Task requirements: Output the listing below as a numbered list with one entry per line, leaving out any blank lines.

Data to examine:

Start of Block

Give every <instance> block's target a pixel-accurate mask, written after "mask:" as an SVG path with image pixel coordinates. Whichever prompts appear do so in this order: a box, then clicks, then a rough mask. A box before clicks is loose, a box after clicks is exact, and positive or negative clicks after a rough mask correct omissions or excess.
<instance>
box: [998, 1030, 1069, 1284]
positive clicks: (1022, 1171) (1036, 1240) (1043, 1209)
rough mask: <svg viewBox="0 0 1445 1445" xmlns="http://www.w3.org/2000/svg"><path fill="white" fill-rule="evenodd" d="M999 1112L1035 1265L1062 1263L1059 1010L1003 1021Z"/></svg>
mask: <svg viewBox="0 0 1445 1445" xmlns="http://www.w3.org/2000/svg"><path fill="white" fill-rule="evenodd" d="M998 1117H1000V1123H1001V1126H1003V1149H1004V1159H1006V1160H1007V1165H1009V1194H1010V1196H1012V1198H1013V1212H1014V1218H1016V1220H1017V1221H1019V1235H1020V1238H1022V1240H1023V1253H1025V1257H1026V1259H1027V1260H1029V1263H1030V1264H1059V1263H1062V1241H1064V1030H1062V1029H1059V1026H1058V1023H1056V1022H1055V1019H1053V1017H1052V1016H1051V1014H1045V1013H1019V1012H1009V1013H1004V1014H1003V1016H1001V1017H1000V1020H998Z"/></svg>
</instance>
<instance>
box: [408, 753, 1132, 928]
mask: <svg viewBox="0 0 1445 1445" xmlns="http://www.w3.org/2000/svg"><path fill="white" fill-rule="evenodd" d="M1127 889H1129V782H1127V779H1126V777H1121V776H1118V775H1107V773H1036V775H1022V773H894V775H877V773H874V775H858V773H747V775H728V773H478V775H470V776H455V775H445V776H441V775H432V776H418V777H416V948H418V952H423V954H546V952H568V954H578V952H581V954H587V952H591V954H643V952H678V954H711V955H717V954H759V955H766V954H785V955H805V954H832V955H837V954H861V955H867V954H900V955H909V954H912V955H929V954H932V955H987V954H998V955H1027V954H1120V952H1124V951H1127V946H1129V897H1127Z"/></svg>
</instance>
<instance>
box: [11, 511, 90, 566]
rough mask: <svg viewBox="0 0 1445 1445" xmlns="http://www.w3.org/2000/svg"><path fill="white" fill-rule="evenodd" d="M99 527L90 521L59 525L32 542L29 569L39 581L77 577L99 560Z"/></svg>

End of Block

Exercise answer:
1. Give every <instance> block's target a pixel-accurate mask, written after "mask:" as an SVG path with image pixel coordinates. Whichever prompts appear do so in this order: a box, then clicks, then a rough mask. A box before clicks is loose, a box after clicks is exact, and positive or negative clicks after a rough mask correct omissions or excess.
2. <instance>
3. box: [998, 1030, 1069, 1284]
4. positive clicks: (1022, 1171) (1036, 1240) (1043, 1209)
5. rough mask: <svg viewBox="0 0 1445 1445" xmlns="http://www.w3.org/2000/svg"><path fill="white" fill-rule="evenodd" d="M999 1112L1035 1265L1062 1263L1059 1010L1003 1021Z"/></svg>
6. mask: <svg viewBox="0 0 1445 1445" xmlns="http://www.w3.org/2000/svg"><path fill="white" fill-rule="evenodd" d="M998 1117H1000V1123H1001V1126H1003V1149H1004V1159H1006V1160H1007V1165H1009V1194H1010V1196H1012V1198H1013V1212H1014V1218H1016V1220H1017V1221H1019V1235H1020V1238H1022V1240H1023V1253H1025V1257H1026V1259H1027V1260H1029V1263H1030V1264H1059V1263H1062V1241H1064V1030H1062V1029H1059V1026H1058V1023H1056V1022H1055V1019H1053V1017H1052V1016H1051V1014H1045V1013H1019V1012H1009V1013H1004V1014H1003V1016H1001V1017H1000V1020H998Z"/></svg>
7. </instance>
8. <instance>
9. box: [408, 753, 1132, 928]
10. mask: <svg viewBox="0 0 1445 1445" xmlns="http://www.w3.org/2000/svg"><path fill="white" fill-rule="evenodd" d="M1127 889H1129V782H1127V779H1126V777H1121V776H1118V775H1107V773H1036V775H1022V773H894V775H877V773H874V775H858V773H747V775H728V773H478V775H470V776H455V775H445V776H441V775H432V776H418V777H416V948H418V952H423V954H546V952H568V954H578V952H581V954H587V952H591V954H643V952H678V954H711V955H717V954H759V955H766V954H785V955H805V954H832V955H837V954H861V955H867V954H900V955H909V954H912V955H929V954H932V955H987V954H998V955H1027V954H1120V952H1124V951H1127V946H1129V897H1127Z"/></svg>
11. </instance>
12. <instance>
13. box: [11, 511, 90, 566]
14. rough mask: <svg viewBox="0 0 1445 1445" xmlns="http://www.w3.org/2000/svg"><path fill="white" fill-rule="evenodd" d="M99 527L90 521L59 525L32 542L29 569L39 581L77 577L99 560Z"/></svg>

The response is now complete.